Excerpted text Block Start
Operating the bombes was an exacting, difficult, and dirty job. The Wrens worked in pairs. One wired each bombe while the other monitored the outcome. Women five feet eight or taller were desired due to the height of the machine and the difficulty of reaching the top drums. One Wren said "the back of the machine defies description – a mass of dangling plugs ... and a multitude of wires, every one of which had to be meticulously adjusted with tweezers to make sure the electrical circuits did not short." The bombes were noisy, smelly, and dripped black oil. A visiting Admiral objected to the Wrens dressed in practical overalls and afterwards they were required to wear uniforms on duty. The bombes were operated 24 hours a day in three shifts of eight hours each. Security was paramount. The Wrens were told only that they "were breaking German codes". Owing to the strict isolation of one section from others at Bletchley, the Wrens knew little about the results of their work.
Excerpted text Block End
▸ **List of tasks**
a – In the text about the Wrens who ran the bombes, how many shifts per day were the machines operated in, and how long was each shift?
b – Carry on the text about the Wrens who ran the bombes, starting after its final sentence.
Data excerpts Block Start
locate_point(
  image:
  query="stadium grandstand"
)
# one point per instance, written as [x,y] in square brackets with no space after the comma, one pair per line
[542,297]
Data excerpts Block End
▸ **Answers to the tasks**
a – Three shifts of eight hours each.

b –
The room-sized Colossus computers began work in early 1944. They were the first programmable computers and enabled the code-breakers to process intercepted messages far more rapidly that had the bombes. 130 Wrens worked on the ten Colossus computers. They operated the Colossus under the supervision of a duty officer. The output was statistical and mathematical and required interpretation. As with the bombes the work was exacting, but in this case the Wrens, under more enlightened management, were encouraged to improve their knowledge of what the machines did and its importance. A few women took on cryptography and testing machines, roles typically assigned to men.

In 1943, after training, 60 Wrens were sent to Colombo, Ceylon to focus on breaking Japanese codes. They travelled on a troop ship with 5,000 male soldiers.

Very few Wrens were promoted into managerial or analytical positions during the war. They were among the labourers and foot soldiers of Bletchley Park.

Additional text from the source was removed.